# Text to read

»»

So much more. Maybe too much

A deeper look into those wonderful years of the opulent French curves. With the valuable support, depth of knowledge and illustrative talent of Prof. Massimo Grandi

Photo credit: Some images are taken from the book Asi Service "Quando le disegnava il vento" by Massimo Grandi

Our occasional forays into the history of aerodynamics have taught us that scientifically-studied aerodynamic cars weren’t always well received by the public and manufacturers: they were too different, too weird, with functional rather than aesthetic quirks. Pre-war Paris, however, was wholeheartedly seduced by new aerodynamic forms. Simple shapes that went on to be called French curves and did nothing to improve consumption or performance.

Exaggerated and magnificent: the 1939 Delahaye 165 M bodied by the famous Figoni & Falaschi coachbuilders. The aerodynamic forms were not functional, but serve to spectacularize one of the symbolic models of France’s “crazy years”

There are many cars that belong to this train of thought but the Delahaye 165 M is certainly the most symbolic example. Built on the same chassis used for the company’s racing competition models and sharing the same a 170 horsepower, V12 engine, the famous coachbuilders from the 1930’s, Figoni and Falaschi, Italians by origin but who set up a permanent base in France, interpreted this model in the most “spectacular” way possible: the soft and rounded shapes with the bodywork protruding from the wheels, hiding them, uses chrome in the most unusual manner to emphasize what is a truly unique design.

««

# Available data

»»

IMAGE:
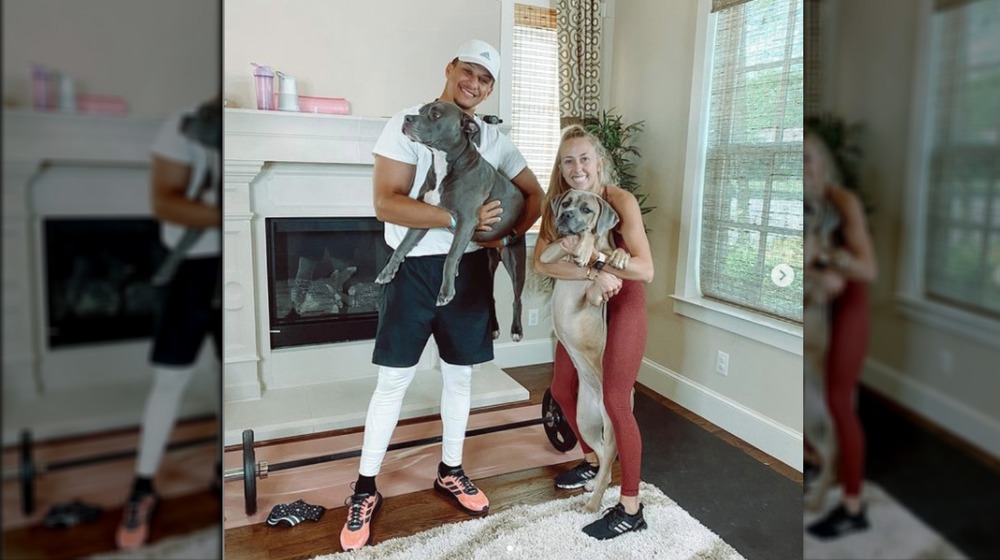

««

# What you should do
In the article on French curves above, which coachbuilders gave the 1939 Delahaye 165 M its body?

# Right answer
Figoni & Falaschi